• **EXERCISE**
Please gather and copy every line below that contains the word "bottle".

• **MATERIAL FOR THE TASK**

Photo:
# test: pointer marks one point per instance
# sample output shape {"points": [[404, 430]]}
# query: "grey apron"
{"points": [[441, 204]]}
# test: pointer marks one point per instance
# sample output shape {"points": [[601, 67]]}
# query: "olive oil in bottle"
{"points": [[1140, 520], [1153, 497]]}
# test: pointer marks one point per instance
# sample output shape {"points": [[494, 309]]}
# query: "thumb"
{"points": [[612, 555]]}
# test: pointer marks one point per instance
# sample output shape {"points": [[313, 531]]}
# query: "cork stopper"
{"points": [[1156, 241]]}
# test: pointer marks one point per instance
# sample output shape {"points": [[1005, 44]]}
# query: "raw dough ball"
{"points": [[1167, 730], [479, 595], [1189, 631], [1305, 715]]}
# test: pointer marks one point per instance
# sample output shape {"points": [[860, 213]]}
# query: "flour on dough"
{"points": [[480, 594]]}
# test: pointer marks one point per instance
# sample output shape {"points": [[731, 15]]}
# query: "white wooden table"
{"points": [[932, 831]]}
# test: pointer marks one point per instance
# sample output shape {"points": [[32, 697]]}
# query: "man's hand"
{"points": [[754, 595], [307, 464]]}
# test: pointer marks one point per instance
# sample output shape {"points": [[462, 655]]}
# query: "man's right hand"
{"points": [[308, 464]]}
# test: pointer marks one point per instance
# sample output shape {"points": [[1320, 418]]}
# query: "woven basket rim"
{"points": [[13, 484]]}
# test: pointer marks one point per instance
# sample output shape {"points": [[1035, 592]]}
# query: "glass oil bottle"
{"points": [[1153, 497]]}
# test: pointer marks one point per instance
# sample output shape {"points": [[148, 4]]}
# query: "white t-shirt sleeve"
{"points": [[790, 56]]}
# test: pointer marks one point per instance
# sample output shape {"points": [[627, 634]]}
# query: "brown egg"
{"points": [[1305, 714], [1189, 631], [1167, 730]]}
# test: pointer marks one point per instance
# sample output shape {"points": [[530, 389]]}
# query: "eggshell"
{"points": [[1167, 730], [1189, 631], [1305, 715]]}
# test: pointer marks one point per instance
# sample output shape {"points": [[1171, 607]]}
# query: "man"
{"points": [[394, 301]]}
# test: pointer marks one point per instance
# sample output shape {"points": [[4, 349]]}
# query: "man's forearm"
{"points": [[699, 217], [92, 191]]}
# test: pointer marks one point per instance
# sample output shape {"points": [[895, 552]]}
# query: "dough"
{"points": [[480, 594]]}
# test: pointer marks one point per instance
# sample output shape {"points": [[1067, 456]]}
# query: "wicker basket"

==

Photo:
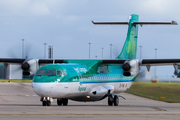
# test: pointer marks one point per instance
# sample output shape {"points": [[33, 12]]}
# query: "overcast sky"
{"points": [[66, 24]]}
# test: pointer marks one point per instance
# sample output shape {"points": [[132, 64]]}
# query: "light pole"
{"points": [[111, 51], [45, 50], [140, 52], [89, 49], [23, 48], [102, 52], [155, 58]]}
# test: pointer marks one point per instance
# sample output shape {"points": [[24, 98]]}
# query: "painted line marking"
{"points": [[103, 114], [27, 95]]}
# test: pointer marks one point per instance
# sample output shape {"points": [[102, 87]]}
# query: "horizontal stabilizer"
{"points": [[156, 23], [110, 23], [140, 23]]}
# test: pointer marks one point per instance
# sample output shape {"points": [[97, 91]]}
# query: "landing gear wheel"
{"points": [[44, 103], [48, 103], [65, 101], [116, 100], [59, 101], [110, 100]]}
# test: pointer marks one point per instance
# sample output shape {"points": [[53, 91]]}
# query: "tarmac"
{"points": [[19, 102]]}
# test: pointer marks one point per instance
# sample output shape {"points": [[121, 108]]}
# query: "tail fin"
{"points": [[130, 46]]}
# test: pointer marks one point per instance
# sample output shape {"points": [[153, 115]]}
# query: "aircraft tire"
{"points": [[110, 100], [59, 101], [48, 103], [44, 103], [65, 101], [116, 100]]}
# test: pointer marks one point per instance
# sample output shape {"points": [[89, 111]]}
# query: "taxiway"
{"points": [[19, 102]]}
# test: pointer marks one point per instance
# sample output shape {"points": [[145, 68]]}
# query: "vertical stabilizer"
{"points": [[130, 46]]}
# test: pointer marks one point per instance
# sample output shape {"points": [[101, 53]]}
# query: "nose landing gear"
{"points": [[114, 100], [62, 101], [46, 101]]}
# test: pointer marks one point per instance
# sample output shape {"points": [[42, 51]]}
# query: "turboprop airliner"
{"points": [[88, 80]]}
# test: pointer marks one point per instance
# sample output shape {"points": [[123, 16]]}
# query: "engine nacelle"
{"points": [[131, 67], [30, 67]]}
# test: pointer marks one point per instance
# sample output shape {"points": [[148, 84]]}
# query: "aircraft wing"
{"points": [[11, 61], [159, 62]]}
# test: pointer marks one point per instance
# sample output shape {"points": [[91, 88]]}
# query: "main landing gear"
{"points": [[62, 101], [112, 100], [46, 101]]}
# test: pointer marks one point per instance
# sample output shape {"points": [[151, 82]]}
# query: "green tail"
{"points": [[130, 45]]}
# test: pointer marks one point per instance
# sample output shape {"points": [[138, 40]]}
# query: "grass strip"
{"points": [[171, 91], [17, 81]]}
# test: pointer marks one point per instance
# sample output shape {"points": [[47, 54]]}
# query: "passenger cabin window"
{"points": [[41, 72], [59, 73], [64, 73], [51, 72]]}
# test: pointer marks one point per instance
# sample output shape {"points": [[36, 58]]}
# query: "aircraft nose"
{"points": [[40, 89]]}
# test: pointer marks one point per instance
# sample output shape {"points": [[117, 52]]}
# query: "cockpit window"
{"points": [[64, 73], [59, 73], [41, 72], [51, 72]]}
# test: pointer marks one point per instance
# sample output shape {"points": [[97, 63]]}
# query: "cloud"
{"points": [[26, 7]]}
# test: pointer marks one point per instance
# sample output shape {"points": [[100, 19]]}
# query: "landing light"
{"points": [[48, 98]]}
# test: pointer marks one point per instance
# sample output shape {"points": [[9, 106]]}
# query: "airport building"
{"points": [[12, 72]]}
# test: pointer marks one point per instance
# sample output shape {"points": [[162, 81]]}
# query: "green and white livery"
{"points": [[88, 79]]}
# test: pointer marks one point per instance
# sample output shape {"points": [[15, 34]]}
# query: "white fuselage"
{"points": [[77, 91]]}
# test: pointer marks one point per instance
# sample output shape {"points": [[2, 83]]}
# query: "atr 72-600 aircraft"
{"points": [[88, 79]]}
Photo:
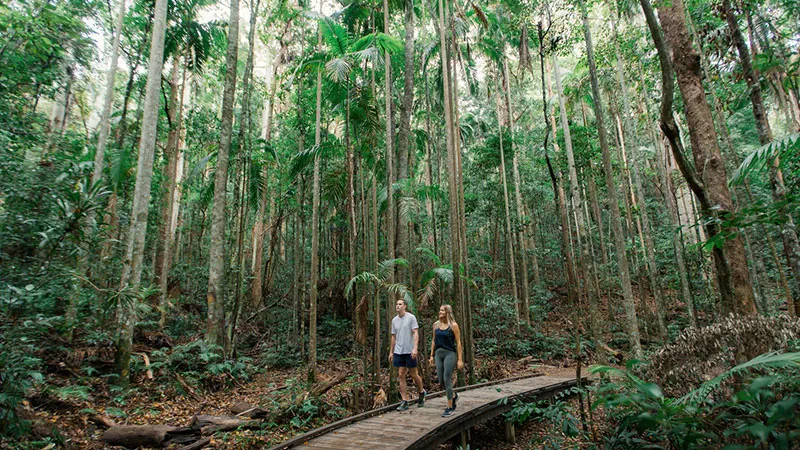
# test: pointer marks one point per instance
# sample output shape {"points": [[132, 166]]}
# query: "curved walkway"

• **FINISHED EXERCISE**
# query: "olive oil in bottle"
# query: "glass oil bottle"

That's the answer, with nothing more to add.